* Что сделать *
(A) Перепишите слово в слово часть отрывка о пессимизме и нигилизме: от слов «Но так говорит» до слов «в этом перевесе.» включительно.
(B) Ответьте по отрывку о пессимизме и нигилизме:
(i) Что было обожествлено?
(ii) Выражением чего назван современный пессимизм?
(iii) В чем убежден нигилист-философ?
(C) Переведите на английский язык предложение из отрывка о пессимизме и нигилизме: «Современный пессимизм есть выражение бесполезности современного мира, не мира и бытия вообще».
:: Исходный отрывок ::
Что было обожествлено? – Инстинкты ценности, господствовавшие в общине (то, что делало возможным ее дальнейшее существование).
Что было оклеветано? – То, что обособляло высших людей от низших, стремления, разверзающие пропасти.
Причины появления пессимизма:
1) то, что самые могущественные и чреватые будущим инстинкты жизни до сих пор были оклеветаны, вследствие чего над жизнью нависло проклятие;
2) то, что возрастающая храбрость и все более смелое недоверие человека постигают неотделимость этих инстинктов от жизни и становятся лицом к лицу с жизнью;
3) то, что процветают только посредственности, вовсе не сознающие этого конфликта, что более одаренные, напротив, вырождаются и, как продукт вырождения, восстанавливают против себя, что, с другой стороны, посредственность, выставляя себя как цель и смысл жизни, вызывает негодование (что никто не может больше ответить на вопрос: зачем?);
4) то, что измельчание, чувствительность к страданию, беспокойство, торопливость, суета постоянно возрастают, что представление себе всей этой сутолоки, так называемой «цивилизации», становится все легче, что единичные личности пред лицом этой ужасающей машины приходят в уныние и покоряются.
Современный пессимизм есть выражение бесполезности современного мира, не мира и бытия вообще.
«Преобладание страдания над удовольствием» или обратное (гедонизм): оба эти учения уже сами по себе указуют путь к нигилизму…
Ибо здесь в обоих случаях не предполагается какого-либо иного последнего смысла, кроме явлений удовольствия или неудовольствия.
Но так говорит порода людей, уже не решающаяся более утверждать некую волю, намерение или смысл: для всякого более здорового рода людей вся ценность жизни не определяется одною лишь мерою этих второстепенных явлений. Возможен был бы перевес страдания и, несмотря на это, могучая воля, утверждение жизни, потребность в этом перевесе.
«Не стоит жить», «покорность», «какую цель имеют эти слезы?» – вот бессильный и сентиментальный образ мышления. «Un monstre gai vaut mieux qu’un sentimental ennuyeux»[17].
Нигилист-философ убежден, что все совершающееся бессмысленно и напрасно; между тем не должно быть бессмысленному и напрасному бытию. Но откуда это «не должно»? Откуда берутся этот «смысл», эта мера? В сущности, нигилист полагает, что лицезрение такого бесполезного, бесплодного бытия должно приводить философа в состояние неудовлетворенности, вызывать в нем чувство душевной пустоты и отчаяния. Такой вывод противоречит нашей утонченнейшей чувствительности как философов. Это сводится в конце концов к следующей нелепой оценке: характер бытия должен доставлять удовольствие философу, раз это бытие желает быть таковым по праву…
Однако легко понять, что в пределах совершающегося удовольствие и неудовольствие могут иметь лишь смысл средств, не говоря уже о том, что неизвестно еще, можем ли мы вообще усматривать «смысл», «цель» и не остается ли для нас неразрешимым вопрос о «бессмыслии» и о противоположности ему.
:::
:: Показанный материал ::
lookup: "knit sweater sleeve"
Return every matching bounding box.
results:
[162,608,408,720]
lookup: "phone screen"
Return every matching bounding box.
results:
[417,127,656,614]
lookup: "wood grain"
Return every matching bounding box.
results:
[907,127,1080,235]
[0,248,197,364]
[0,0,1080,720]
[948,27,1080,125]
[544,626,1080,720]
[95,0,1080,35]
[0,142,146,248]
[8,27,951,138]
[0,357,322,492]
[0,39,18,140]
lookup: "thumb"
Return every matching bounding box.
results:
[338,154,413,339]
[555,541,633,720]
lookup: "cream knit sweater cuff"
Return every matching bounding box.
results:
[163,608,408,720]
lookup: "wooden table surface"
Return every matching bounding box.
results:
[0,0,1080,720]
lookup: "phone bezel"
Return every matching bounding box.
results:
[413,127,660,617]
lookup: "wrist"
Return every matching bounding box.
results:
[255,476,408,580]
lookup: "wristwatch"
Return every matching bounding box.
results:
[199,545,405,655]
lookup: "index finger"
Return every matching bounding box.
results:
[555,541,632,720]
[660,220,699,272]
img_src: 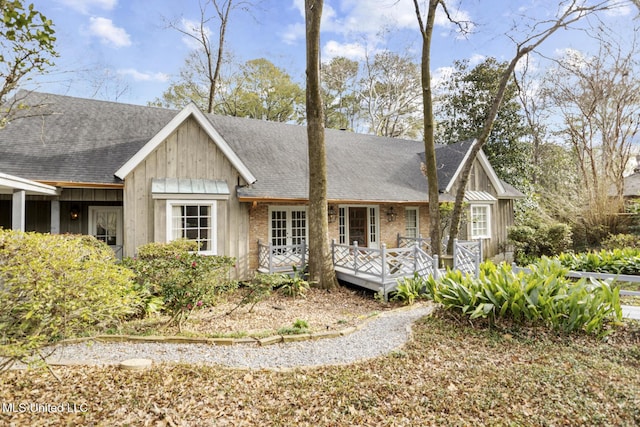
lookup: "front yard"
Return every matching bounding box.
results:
[0,308,640,426]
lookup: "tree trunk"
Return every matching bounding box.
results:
[304,0,338,289]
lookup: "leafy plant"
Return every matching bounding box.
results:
[427,257,622,336]
[392,273,425,305]
[558,248,640,275]
[278,319,309,335]
[126,239,235,330]
[279,266,310,298]
[0,229,141,369]
[226,280,273,315]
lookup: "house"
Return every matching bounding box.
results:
[0,93,522,276]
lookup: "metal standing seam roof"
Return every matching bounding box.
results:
[151,178,229,195]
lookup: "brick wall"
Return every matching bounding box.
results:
[249,203,429,270]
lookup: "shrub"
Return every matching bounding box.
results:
[391,273,425,305]
[558,248,640,275]
[0,229,140,367]
[602,234,640,250]
[127,239,235,329]
[427,257,622,336]
[507,223,572,265]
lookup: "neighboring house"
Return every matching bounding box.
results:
[0,93,522,276]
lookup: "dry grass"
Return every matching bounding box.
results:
[0,290,640,426]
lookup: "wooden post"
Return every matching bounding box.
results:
[353,240,359,274]
[267,242,273,274]
[300,240,307,270]
[380,243,387,284]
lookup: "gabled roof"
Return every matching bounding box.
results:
[115,102,256,183]
[0,93,520,203]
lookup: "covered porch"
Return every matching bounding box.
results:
[0,172,60,232]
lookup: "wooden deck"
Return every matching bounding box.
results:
[258,238,482,298]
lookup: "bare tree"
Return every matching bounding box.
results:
[546,36,640,244]
[168,0,253,113]
[304,0,338,289]
[359,51,421,138]
[413,0,466,255]
[444,0,616,253]
[0,0,58,129]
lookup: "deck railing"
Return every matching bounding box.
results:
[453,239,482,277]
[258,240,309,273]
[396,233,449,254]
[331,241,438,283]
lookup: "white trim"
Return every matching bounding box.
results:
[469,203,492,240]
[445,139,506,196]
[165,199,218,255]
[0,172,60,196]
[88,205,123,246]
[267,205,309,245]
[115,102,256,184]
[444,138,478,193]
[404,206,420,237]
[338,204,380,249]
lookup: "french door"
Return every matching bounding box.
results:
[269,206,307,246]
[89,206,122,257]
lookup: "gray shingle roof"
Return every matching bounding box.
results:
[0,93,524,202]
[0,93,176,183]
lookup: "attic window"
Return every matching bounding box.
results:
[470,205,491,239]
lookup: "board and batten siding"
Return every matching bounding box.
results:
[449,159,513,258]
[124,118,249,275]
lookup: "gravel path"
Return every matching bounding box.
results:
[48,306,433,369]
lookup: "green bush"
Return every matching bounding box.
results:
[558,248,640,275]
[507,223,572,265]
[602,234,640,250]
[126,239,235,328]
[418,257,622,336]
[0,229,140,367]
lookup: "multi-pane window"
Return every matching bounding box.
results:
[169,202,216,253]
[471,205,491,239]
[269,207,307,246]
[404,208,419,238]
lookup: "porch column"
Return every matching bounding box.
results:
[11,190,27,231]
[51,199,60,234]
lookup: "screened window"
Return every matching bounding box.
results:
[471,205,491,239]
[404,208,420,238]
[168,201,216,254]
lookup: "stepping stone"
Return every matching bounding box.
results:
[119,359,153,371]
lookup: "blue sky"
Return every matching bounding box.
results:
[23,0,636,104]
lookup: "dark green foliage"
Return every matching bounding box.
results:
[602,234,640,250]
[558,248,640,275]
[507,223,572,265]
[404,257,622,336]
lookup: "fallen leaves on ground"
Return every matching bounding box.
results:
[0,311,640,426]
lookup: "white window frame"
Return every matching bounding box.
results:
[166,199,218,255]
[404,206,420,238]
[88,205,123,246]
[267,205,309,246]
[338,205,380,249]
[469,203,491,240]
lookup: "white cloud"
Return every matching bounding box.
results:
[89,17,131,47]
[58,0,118,14]
[282,0,473,44]
[118,68,169,82]
[322,40,366,62]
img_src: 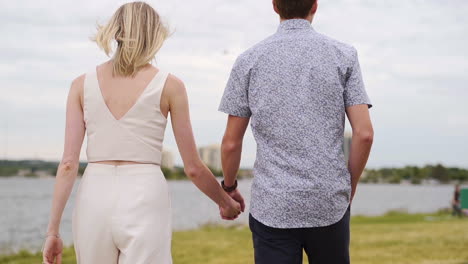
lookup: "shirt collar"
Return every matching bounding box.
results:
[278,19,312,32]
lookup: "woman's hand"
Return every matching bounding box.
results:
[219,198,242,220]
[42,236,63,264]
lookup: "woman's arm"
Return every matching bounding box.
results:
[162,75,240,219]
[47,76,85,235]
[42,75,85,264]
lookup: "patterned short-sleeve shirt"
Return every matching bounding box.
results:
[219,19,371,228]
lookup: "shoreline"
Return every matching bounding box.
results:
[0,174,468,187]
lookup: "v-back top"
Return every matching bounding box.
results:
[83,68,168,164]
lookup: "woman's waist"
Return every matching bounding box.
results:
[85,160,162,176]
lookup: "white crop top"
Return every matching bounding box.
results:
[83,68,168,164]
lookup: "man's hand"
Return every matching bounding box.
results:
[228,189,245,212]
[219,199,241,220]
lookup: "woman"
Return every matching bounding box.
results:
[43,2,241,264]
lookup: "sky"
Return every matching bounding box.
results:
[0,0,468,168]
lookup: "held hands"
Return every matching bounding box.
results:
[219,189,245,220]
[42,236,63,264]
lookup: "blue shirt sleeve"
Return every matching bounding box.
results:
[218,59,252,117]
[343,49,372,108]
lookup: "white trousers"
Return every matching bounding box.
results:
[72,163,172,264]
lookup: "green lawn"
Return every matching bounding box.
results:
[0,213,468,264]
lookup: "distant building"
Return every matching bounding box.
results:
[343,132,352,161]
[198,144,222,170]
[161,150,174,170]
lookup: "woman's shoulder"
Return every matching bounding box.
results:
[164,73,185,94]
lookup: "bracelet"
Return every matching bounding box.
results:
[221,180,237,193]
[45,234,60,238]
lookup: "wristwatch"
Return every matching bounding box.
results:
[221,180,237,192]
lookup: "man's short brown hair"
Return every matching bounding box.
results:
[274,0,317,19]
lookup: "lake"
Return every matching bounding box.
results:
[0,177,453,254]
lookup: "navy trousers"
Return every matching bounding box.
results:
[249,207,350,264]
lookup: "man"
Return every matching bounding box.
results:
[219,0,373,264]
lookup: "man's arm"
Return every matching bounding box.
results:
[346,104,374,201]
[221,115,250,211]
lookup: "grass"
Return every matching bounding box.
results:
[0,212,468,264]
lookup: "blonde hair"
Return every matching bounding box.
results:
[92,2,169,76]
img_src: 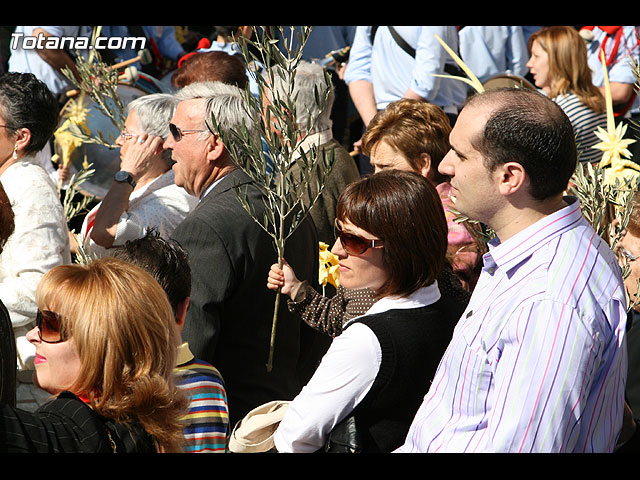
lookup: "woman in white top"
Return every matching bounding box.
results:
[81,93,197,256]
[0,73,71,370]
[527,26,607,163]
[268,170,461,453]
:::
* Ожидаемые ответы *
(A)
Но так говорит порода людей, уже не решающаяся более утверждать некую волю, намерение или смысл: для всякого более здорового рода людей вся ценность жизни не определяется одною лишь мерою этих второстепенных явлений. Возможен был бы перевес страдания и, несмотря на это, могучая воля, утверждение жизни, потребность в этом перевесе.

(B)
(i) Инстинкты ценности, господствовавшие в общине.
(ii) Бесполезности современного мира.
(iii) В том, что все совершающееся бессмысленно и напрасно.

(C) Modern pessimism is an expression of the uselessness of the modern world, not of the world and existence in general.